▶ _Extract provided_:
────────────────────

Stephanie Shea Steps Down as EES Graduate Student Representative

Photo Credit: Mitch Paisker

EES Ph.D. student Stephanie Shea, who has served as EES Graduate Student Representative for several semesters, has stepped down as she completes her degree. She first joined UMaine’s graduate student government because she wanted to both become more involved on a day-to-day basis and to foster social and academic collaborations across different departments. During her time in this position, Shea highlighted how much she learned about the wide range of interdisciplinary work other graduate students participate in and the many ways faculty and staff assist with tailoring the program to individual needs.

While working in Pauline Kamath’s Wildlife Disease Genetics Lab, Shea’s research focused on wild turkey disease ecology with a specific emphasis on a retrovirus called lymphoproliferative disease virus (LPDV), which impacts wild turkeys right here in Maine. To study this issue, Shea, with the help of many volunteers from UMaine, collected samples for pathogen diagnosis from 637 live-captured and 72 hunter-harvested wild turkeys from 2017 through 2020. She found that there is an overall prevalence of 59% in Maine’s wild turkey populations spanning across the state. Currently, Shea and her team are analyzing the effects LPDV has on various elements including home range, dispersal, and nest success, among others. In the next step of their research, they plan to investigate transmission dynamics through time and across state, and continental, spatial scales.

Moving forward, Shea says she would love to continue doing what she is now, a perfect combination of lab and field work that allows her to do a host of things like trap live wild turkeys out in the field and collect disease samples to process them in the lab. She also emphasizes the influential role mentors have played throughout her academic career and would love to be able to pay these experiences forward by mentoring students in a University setting. She would also be interested in working for a private organization or state or federal agency in which she can conduct research and become an active participant in conservation and disease management.

We wish her the best of luck in her future endeavors!

────────────────────

[Point localization data]
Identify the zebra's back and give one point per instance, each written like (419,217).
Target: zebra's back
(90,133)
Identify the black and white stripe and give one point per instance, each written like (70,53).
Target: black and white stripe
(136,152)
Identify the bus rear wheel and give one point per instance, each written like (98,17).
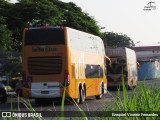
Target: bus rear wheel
(101,93)
(81,96)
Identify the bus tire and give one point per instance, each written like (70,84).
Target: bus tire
(78,99)
(38,101)
(82,96)
(101,93)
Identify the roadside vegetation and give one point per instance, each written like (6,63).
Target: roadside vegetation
(144,100)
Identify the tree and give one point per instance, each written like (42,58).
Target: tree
(5,35)
(29,13)
(118,40)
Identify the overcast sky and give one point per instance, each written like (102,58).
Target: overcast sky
(126,17)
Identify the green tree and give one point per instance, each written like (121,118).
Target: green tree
(5,36)
(29,13)
(118,40)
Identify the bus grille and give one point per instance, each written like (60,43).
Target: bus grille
(44,65)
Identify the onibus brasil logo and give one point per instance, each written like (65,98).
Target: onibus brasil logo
(150,6)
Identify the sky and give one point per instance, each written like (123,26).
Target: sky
(126,17)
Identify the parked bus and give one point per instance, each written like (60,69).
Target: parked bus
(58,57)
(123,67)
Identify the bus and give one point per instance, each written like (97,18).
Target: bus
(123,67)
(61,58)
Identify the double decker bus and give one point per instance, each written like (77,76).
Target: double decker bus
(55,58)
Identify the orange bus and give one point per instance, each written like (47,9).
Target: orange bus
(58,57)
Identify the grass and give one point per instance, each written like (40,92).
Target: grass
(144,99)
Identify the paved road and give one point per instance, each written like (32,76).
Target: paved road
(13,103)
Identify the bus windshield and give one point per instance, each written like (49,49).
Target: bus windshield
(44,37)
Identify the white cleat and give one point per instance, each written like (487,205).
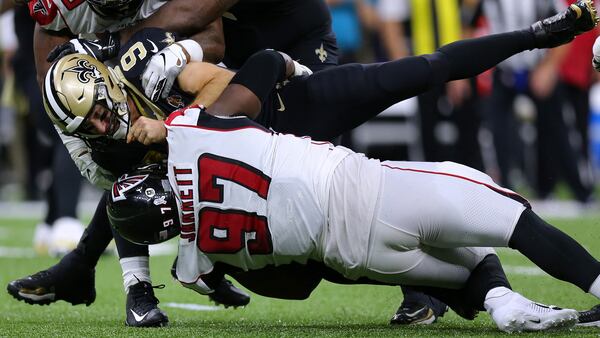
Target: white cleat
(520,314)
(66,232)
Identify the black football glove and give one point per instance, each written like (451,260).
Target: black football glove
(102,49)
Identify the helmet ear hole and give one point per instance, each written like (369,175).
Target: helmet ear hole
(72,87)
(115,9)
(142,208)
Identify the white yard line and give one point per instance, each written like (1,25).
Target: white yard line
(192,307)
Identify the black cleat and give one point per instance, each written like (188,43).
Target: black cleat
(71,280)
(563,27)
(590,317)
(142,307)
(227,294)
(414,314)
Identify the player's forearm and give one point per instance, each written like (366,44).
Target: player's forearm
(252,84)
(212,41)
(44,42)
(468,58)
(186,17)
(81,155)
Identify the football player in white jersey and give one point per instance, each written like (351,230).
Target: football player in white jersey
(61,21)
(248,197)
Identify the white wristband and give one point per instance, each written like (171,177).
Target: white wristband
(193,48)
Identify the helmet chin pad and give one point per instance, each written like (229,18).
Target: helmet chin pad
(142,208)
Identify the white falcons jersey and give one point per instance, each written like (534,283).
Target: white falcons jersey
(247,196)
(78,17)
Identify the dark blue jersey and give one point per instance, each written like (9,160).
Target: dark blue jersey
(133,57)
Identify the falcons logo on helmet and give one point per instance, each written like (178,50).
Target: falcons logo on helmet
(124,184)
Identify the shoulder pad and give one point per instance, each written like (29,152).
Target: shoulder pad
(42,11)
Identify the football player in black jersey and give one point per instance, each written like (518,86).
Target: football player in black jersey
(201,20)
(447,64)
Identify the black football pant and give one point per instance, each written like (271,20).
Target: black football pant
(98,235)
(63,193)
(338,99)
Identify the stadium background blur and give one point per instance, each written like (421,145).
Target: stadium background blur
(451,123)
(458,122)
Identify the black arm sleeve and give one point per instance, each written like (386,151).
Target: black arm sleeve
(337,99)
(261,72)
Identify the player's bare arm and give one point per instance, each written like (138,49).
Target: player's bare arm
(204,81)
(192,16)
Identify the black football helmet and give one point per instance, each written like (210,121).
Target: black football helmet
(142,206)
(115,9)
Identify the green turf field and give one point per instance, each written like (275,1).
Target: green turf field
(333,310)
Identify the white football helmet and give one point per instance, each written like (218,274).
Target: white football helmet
(73,86)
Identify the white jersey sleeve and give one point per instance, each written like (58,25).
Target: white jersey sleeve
(247,197)
(81,154)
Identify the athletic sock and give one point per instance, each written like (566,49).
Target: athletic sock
(496,297)
(135,270)
(487,275)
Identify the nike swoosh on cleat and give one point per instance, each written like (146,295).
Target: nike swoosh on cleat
(137,317)
(281,105)
(415,313)
(154,47)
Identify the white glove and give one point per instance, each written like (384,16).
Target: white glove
(82,156)
(162,70)
(164,67)
(301,70)
(596,52)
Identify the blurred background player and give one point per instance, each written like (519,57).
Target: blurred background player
(546,152)
(50,172)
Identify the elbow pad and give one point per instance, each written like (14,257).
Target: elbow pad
(81,154)
(261,72)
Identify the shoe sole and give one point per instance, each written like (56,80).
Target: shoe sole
(589,324)
(32,299)
(428,319)
(518,324)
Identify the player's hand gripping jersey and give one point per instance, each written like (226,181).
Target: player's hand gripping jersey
(263,205)
(78,16)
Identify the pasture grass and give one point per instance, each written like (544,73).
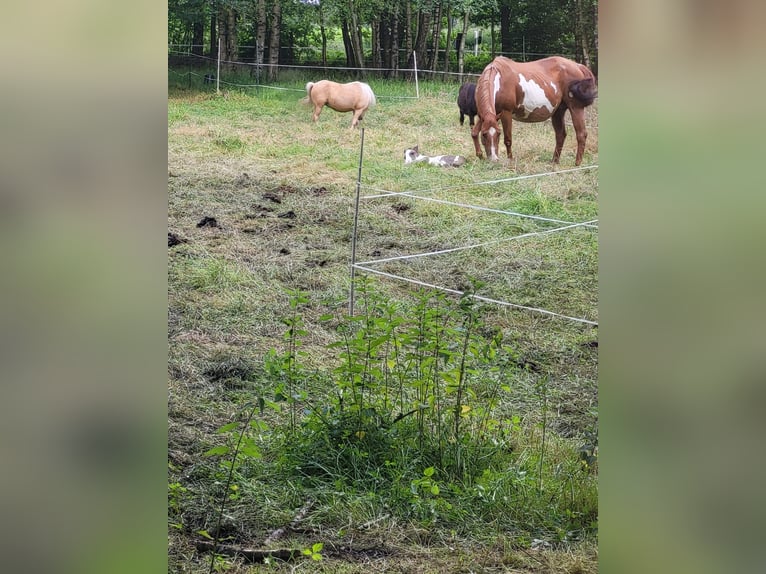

────────────────────

▶ _Set of tasks_:
#1 In the article on Stephanie Shea, what overall prevalence of LPDV did she find in Maine's wild turkey populations?
#2 Retype the part of the article on Stephanie Shea that starts at the words "EES Ph.D. student" and ends after "to individual needs.".

▶ _Per-task answers_:
#1 59%

#2
EES Ph.D. student Stephanie Shea, who has served as EES Graduate Student Representative for several semesters, has stepped down as she completes her degree. She first joined UMaine’s graduate student government because she wanted to both become more involved on a day-to-day basis and to foster social and academic collaborations across different departments. During her time in this position, Shea highlighted how much she learned about the wide range of interdisciplinary work other graduate students participate in and the many ways faculty and staff assist with tailoring the program to individual needs.